:: Solicitud de trabajo 1 ::
Responde con base en el fragmento seleccionado:
(a) ¿Qué se discute en Salta si conviene regular mediante una ordenanza municipal?
(b) Según un alto responsable político de la Provincia, ¿a qué pertenecía la violencia sobre las mujeres?
(c) ¿Qué ritual se cita como una costumbre que no duró?
:: Solicitud de trabajo 2 ::
Enumera todos los adjetivos que califican el comportamiento de un hombre en la primera oración del fragmento seleccionado.

Ninguna sociedad -salvo las menos evolucionadas- consideran que las mujeres no son libres a la hora de aceptar (o no) el comportamiento atento, cortés, urbano y obsequioso de un hombre. Cuando una mujer percibe que detrás de un gesto cortés se ocultan otras intenciones, es libre, por supuesto, de no aceptar el obsequio.
El debate que se ha entablado en Salta sobre la conveniencia o no de regular mediante una ordenanza municipal el precio de las entradas a los locales de diversión nocturna ha resucitado ciertas posturas, ancladas en nuestro pasado más oscuro, que tienden a ver en la rebaja del precio de las entradas a las mujeres un «gesto de galantería de los hombres» y un elemento estructural -y, por tanto, inmodificable- de lo que se ha dado en llamar la «idiosincrasia salteña».
Recordemos que, no hace mucho, un alto responsable político de nuestra Provincia dijo que la violencia sobre las mujeres pertenecía a nuestro más inveterado «acervo cultural».
Las costumbres -incluso las más arraigadas- no son buenas por el solo hecho de ser costumbres ni está escrito que deban durar para siempre, como no duró, afortunadamente, aquel bárbaro ritual de despeñar vírgenes desde un precipicio, solo para aplacar la ira de los dioses.
Vaya por delante, que el «gesto de galantería de los hombres» se produciría si los hombres que acuden a los mismos lugares de diversión se hicieran cargo de pagar las entradas de las mujeres, pero nunca cuando es el empresario el que practica un «descuento» en el precio de las entradas que deben pagar las mujeres.

:: Material proporcionado ::
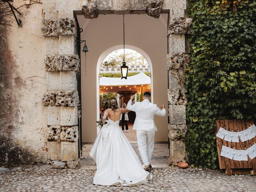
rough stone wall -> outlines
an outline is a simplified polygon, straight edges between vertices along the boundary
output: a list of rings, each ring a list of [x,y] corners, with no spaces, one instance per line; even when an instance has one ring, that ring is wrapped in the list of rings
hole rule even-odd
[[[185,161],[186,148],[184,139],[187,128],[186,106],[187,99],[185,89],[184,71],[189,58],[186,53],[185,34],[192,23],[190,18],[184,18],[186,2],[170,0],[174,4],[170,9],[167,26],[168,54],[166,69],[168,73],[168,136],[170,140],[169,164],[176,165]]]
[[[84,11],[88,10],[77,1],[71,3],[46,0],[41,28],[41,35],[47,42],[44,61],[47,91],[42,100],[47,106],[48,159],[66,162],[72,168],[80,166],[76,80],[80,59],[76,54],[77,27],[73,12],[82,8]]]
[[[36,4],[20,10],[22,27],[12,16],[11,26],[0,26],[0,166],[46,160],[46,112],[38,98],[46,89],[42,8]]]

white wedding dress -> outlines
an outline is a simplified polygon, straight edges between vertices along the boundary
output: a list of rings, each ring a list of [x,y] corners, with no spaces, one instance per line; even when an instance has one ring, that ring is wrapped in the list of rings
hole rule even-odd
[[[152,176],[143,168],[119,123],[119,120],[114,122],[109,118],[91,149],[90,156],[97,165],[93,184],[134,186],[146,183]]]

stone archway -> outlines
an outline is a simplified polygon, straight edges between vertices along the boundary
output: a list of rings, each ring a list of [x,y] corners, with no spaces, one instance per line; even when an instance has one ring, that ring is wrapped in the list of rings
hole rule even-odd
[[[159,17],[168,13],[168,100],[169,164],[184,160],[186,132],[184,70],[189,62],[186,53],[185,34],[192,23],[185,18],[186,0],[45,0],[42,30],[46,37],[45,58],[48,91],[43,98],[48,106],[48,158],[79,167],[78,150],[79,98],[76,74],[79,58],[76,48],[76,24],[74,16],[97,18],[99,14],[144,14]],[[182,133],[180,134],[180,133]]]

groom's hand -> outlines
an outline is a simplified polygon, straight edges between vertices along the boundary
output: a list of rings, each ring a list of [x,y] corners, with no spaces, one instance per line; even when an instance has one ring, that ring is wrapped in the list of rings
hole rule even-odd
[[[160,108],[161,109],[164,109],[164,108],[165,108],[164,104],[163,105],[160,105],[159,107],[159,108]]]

--

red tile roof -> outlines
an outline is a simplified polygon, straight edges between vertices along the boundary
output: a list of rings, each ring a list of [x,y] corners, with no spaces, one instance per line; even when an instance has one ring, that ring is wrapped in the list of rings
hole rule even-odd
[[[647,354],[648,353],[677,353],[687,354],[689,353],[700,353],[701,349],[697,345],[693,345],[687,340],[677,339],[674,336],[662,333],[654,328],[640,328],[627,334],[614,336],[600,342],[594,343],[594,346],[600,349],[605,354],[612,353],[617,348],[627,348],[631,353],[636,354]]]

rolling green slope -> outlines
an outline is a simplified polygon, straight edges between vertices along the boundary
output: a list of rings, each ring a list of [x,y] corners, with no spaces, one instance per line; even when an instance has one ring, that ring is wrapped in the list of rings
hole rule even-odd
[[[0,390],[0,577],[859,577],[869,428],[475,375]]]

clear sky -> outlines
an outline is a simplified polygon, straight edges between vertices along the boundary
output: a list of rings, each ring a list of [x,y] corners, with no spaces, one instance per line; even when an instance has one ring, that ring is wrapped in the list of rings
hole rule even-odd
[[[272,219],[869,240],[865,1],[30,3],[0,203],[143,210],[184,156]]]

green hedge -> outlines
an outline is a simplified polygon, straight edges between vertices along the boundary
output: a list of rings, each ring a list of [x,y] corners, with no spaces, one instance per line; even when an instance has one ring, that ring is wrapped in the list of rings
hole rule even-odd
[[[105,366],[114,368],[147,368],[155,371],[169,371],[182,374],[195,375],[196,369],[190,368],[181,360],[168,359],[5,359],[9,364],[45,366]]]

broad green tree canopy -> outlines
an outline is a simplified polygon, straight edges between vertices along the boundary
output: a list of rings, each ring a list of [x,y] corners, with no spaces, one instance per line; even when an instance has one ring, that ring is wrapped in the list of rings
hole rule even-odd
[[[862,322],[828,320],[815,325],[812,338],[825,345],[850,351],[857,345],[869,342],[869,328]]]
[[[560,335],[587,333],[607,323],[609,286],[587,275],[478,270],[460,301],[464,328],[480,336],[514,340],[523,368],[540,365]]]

:: Solución propuesta 1 ::
(a) El precio de las entradas a los locales de diversión nocturna.
(b) A «nuestro más inveterado "acervo cultural"».
(c) Despeñar vírgenes desde un precipicio para aplacar la ira de los dioses.

:: Solución propuesta 2 ::
atento, cortés, urbano, obsequioso